* [Written request A]
Answer these questions from the forum thread on chi weights, one answer per line and marked to match:
(i) How much did Holly weigh at Petsmart at 6 1/2 months?
(ii) What weight had the home scale shown?
(iii) What was bought for Holly at Petsmart?
* [Written request B] Reproduce word for word the part of the forum thread on chi weights from "## Hollysmom (Nov" to "(Aug 8, 2007)".

* [Supplied text]
** BEGIN **
# How much does your chi weigh? How old are they?



## Hollysmom (Nov 26, 2011)

I took Holly into Petsmart yesterday and got her weighed. She weighs a whoppin' 4.2 lbs at 6 1/2 months! I had previously thought she weighed 5 lbs, but I used my home scale for that weigh in so I'm guessing it's not very accurate? Or maybe it is?  Speaking of accurate, does anyone know if the scales at Petsmart are all set the same? The last time I weighed Holly on one of their scales she weighed 4.1 lbs. That was back in December, but it was at a different Petsmart. Just wondering as I want to make sure she's growing correctly. 

Speaking of Petsmart, I got a couple of new toys for Holly and a new doggie dish. We also got to see a lot of different doggies while we were there. There were even a couple of chis. :coolwink:


----------



## ~*Jessie*~ (Aug 8, 2007)
** END **
* [Given data]
** BEGIN **
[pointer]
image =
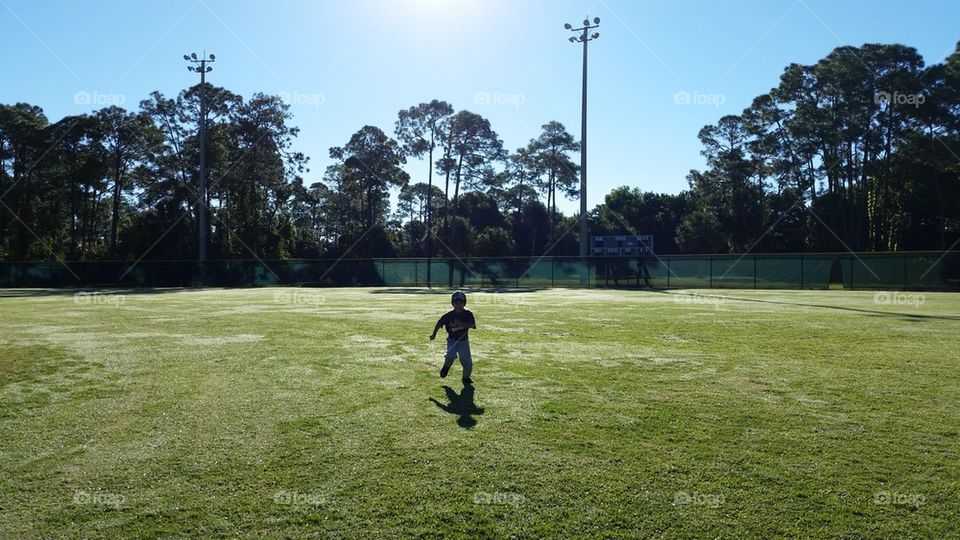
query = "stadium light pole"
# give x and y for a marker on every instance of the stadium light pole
** END **
** BEGIN **
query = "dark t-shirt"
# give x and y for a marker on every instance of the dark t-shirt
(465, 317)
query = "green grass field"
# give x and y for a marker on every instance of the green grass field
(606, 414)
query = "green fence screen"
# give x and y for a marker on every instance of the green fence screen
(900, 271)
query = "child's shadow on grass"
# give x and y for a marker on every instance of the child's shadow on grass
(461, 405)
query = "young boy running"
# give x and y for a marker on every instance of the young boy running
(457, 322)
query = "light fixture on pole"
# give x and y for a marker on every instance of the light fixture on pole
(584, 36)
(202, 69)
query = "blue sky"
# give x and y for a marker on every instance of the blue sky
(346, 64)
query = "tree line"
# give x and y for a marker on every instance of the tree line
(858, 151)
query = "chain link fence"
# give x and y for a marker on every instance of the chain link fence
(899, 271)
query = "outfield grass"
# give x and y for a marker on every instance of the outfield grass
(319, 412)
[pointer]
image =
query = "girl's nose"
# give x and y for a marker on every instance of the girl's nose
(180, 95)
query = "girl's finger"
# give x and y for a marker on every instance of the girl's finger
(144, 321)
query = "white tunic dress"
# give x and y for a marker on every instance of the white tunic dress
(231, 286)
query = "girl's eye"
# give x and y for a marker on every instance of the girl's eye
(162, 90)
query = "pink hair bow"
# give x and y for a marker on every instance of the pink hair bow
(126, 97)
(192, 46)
** END **
* [Worked solution A]
(i) 4.2 lbs
(ii) 5 lbs
(iii) A couple of new toys and a new doggie dish

* [Worked solution B]
## Hollysmom (Nov 26, 2011)

I took Holly into Petsmart yesterday and got her weighed. She weighs a whoppin' 4.2 lbs at 6 1/2 months! I had previously thought she weighed 5 lbs, but I used my home scale for that weigh in so I'm guessing it's not very accurate? Or maybe it is?  Speaking of accurate, does anyone know if the scales at Petsmart are all set the same? The last time I weighed Holly on one of their scales she weighed 4.1 lbs. That was back in December, but it was at a different Petsmart. Just wondering as I want to make sure she's growing correctly. 

Speaking of Petsmart, I got a couple of new toys for Holly and a new doggie dish. We also got to see a lot of different doggies while we were there. There were even a couple of chis. :coolwink:


----------



## ~*Jessie*~ (Aug 8, 2007)